* Extract provided

------------------------------------------------------------------------

This EIP modifies the ExecutionPayloadBid container introduced in EIP-7732 by replacing the execution_requests_root field with partial_header_hash included in the BeaconBlockBody a SHA256 accumulator that chains together all the fields that need independent validation by the consensus layer. This same field is added to the ExecutionPayload container for independent validation in the execution layer. Together, these changes allow consensus layer clients to perform range sync without downloading execution payloads, as the accumulator provides a single commitment that can be verified against the beacon block bid without requiring the full payload or interaction with the execution engine.
Before the Glamsterdam fork, beacon blocks contain embedded execution payloads. When consensus layer clients perform range sync, they request large ranges of blocks, execute the consensus state transition function, and send each payload to the execution engine for validation. The only objects that need to be consistent between both layers are the block hash of the payload and the execution requests that originate in the execution layer but are used as input for the consensus state transition function.

------------------------------------------------------------------------

Collected data entries:
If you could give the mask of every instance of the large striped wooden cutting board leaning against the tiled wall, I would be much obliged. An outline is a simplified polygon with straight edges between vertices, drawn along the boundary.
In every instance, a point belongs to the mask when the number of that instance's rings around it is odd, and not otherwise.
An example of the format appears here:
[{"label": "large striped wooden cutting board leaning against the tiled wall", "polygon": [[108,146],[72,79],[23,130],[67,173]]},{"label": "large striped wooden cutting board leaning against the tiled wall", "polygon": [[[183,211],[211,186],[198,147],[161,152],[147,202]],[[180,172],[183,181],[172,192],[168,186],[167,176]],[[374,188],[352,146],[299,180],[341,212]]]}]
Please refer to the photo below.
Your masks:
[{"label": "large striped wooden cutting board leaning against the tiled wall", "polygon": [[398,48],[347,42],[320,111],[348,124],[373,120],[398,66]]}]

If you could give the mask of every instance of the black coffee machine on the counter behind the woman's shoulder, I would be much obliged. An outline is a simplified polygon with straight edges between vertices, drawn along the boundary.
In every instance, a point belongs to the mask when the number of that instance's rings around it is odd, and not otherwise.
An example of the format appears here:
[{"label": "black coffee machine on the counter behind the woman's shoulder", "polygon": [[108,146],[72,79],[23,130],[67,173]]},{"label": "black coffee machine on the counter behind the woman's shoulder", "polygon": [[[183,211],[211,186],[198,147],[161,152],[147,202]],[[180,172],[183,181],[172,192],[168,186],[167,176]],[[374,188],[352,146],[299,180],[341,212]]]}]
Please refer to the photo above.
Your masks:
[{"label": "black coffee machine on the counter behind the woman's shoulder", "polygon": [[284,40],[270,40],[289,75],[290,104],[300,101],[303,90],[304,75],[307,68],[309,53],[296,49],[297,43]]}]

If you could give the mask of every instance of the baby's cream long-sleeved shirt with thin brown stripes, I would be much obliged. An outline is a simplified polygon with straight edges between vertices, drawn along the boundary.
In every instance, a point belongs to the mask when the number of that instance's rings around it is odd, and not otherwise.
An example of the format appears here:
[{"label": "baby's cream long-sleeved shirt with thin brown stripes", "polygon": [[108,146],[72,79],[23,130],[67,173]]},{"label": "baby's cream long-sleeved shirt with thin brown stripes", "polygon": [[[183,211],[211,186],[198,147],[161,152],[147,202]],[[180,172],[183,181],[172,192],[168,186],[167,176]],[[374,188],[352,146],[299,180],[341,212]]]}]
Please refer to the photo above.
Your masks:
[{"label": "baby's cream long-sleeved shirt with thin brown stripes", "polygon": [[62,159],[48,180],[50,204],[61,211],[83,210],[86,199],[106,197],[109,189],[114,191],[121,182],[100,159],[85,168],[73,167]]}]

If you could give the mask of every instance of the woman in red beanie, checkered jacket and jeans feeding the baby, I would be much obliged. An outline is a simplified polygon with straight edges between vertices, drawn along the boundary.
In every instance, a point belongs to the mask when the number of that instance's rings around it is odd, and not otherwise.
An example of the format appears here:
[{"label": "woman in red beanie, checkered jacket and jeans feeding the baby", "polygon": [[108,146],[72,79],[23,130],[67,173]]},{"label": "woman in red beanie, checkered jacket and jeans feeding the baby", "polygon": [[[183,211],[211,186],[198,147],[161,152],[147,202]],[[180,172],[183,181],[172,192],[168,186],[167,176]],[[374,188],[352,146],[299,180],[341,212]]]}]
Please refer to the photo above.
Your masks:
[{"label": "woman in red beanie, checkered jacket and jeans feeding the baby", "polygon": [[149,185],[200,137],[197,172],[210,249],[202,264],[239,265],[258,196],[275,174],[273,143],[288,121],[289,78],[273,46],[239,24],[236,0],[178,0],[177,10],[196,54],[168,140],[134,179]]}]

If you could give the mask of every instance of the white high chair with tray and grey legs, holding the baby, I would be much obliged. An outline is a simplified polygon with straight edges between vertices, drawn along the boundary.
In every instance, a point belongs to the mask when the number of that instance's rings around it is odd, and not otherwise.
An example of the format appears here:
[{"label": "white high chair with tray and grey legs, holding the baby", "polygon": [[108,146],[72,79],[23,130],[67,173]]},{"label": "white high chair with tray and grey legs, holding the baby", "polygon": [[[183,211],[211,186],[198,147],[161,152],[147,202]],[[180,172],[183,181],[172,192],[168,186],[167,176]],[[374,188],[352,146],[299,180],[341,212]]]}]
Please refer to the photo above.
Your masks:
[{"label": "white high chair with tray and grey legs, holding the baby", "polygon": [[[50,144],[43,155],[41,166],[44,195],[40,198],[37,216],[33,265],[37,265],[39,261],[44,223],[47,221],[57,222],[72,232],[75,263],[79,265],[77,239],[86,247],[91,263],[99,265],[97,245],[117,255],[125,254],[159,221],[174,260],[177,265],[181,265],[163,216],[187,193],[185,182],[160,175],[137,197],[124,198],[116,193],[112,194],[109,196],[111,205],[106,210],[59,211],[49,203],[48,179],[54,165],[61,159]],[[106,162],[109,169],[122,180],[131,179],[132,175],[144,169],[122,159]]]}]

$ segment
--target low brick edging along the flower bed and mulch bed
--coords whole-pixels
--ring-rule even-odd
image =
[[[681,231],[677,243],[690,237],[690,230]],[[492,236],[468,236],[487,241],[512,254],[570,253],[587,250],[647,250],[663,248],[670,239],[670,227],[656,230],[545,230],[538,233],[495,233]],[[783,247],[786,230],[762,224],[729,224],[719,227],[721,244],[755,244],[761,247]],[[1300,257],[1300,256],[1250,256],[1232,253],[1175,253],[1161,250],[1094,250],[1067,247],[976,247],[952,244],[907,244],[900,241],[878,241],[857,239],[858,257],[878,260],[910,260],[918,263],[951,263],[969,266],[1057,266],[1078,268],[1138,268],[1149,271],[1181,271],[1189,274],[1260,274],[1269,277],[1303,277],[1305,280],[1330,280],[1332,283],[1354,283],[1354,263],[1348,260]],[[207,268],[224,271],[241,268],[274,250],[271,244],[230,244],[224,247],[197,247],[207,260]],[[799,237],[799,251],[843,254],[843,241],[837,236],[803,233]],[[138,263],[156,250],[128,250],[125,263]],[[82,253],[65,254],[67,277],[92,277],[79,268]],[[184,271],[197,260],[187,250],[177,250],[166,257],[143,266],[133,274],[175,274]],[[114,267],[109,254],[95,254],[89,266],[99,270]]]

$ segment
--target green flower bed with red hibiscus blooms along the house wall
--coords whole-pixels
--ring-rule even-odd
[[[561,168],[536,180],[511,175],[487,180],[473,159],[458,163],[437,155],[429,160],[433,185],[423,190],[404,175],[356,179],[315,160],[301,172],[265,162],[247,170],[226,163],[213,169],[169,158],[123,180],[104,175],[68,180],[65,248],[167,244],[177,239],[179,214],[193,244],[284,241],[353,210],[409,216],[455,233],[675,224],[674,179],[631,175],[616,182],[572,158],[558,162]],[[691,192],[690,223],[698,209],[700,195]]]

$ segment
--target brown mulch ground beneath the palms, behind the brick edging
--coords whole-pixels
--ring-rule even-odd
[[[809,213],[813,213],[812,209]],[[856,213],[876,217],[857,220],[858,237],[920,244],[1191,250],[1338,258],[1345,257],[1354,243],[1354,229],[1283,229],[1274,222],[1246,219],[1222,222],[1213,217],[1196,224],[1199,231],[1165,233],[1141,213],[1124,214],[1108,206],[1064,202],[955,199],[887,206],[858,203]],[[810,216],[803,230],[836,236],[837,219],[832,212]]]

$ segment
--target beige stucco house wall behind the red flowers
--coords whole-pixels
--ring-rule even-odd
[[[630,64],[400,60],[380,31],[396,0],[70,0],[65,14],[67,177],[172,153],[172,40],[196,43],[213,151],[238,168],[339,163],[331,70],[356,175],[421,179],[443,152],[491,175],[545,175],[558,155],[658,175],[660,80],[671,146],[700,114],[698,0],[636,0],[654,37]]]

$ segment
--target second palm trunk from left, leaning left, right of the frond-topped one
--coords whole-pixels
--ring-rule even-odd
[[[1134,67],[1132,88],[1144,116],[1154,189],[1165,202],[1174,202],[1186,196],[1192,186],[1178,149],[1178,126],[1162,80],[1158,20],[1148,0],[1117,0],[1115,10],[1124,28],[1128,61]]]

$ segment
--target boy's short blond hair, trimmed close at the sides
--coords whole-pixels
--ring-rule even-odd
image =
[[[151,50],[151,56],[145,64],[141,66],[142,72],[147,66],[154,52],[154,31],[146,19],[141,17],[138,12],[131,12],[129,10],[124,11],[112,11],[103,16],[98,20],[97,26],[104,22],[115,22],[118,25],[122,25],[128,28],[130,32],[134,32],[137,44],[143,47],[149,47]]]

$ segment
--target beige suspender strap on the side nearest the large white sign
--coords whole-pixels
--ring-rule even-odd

------------------------------------------------------------------------

* Activity 1
In the EIP description, give the passage between "This EIP modifies" and "the execution engine.", inclusive, substituting "hash chain" for "accumulator".
* Activity 2
Answer these questions from the EIP description, one answer per line:
(a) Which field of the ExecutionPayloadBid container does the EIP replace?
(b) What hash function does the new accumulator use?
(c) Before the Glamsterdam fork, which objects need to be consistent between the consensus and execution layers?
* Activity 3
Extend the EIP description, continuing after its final sentence.

* Task result 1
This EIP modifies the ExecutionPayloadBid container introduced in EIP-7732 by replacing the execution_requests_root field with partial_header_hash included in the BeaconBlockBody a SHA256 hash chain that chains together all the fields that need independent validation by the consensus layer. This same field is added to the ExecutionPayload container for independent validation in the execution layer. Together, these changes allow consensus layer clients to perform range sync without downloading execution payloads, as the hash chain provides a single commitment that can be verified against the beacon block bid without requiring the full payload or interaction with the execution engine.

* Task result 2
(a) The execution_requests_root field.
(b) SHA256.
(c) The block hash of the payload and the execution requests that originate in the execution layer.

* Task result 3
EIP-7732 separates execution payloads from beacon blocks. Execution payloads are broadcast independently in ExecutionPayloadEnvelope objects. This separation allows, in principle, the consensus layer to request only beacon blocks during range sync, significantly reducing bandwidth and CPU latency since no block hash verification and no interaction with the execution layer would be needed.
However, without downloading the execution payload envelopes, the consensus layer cannot verify that the block hash of the payload matches the committed block_hash in the bid, nor that other fields like execution requests in the payload match the committed execution_requests_root in the beacon block bid.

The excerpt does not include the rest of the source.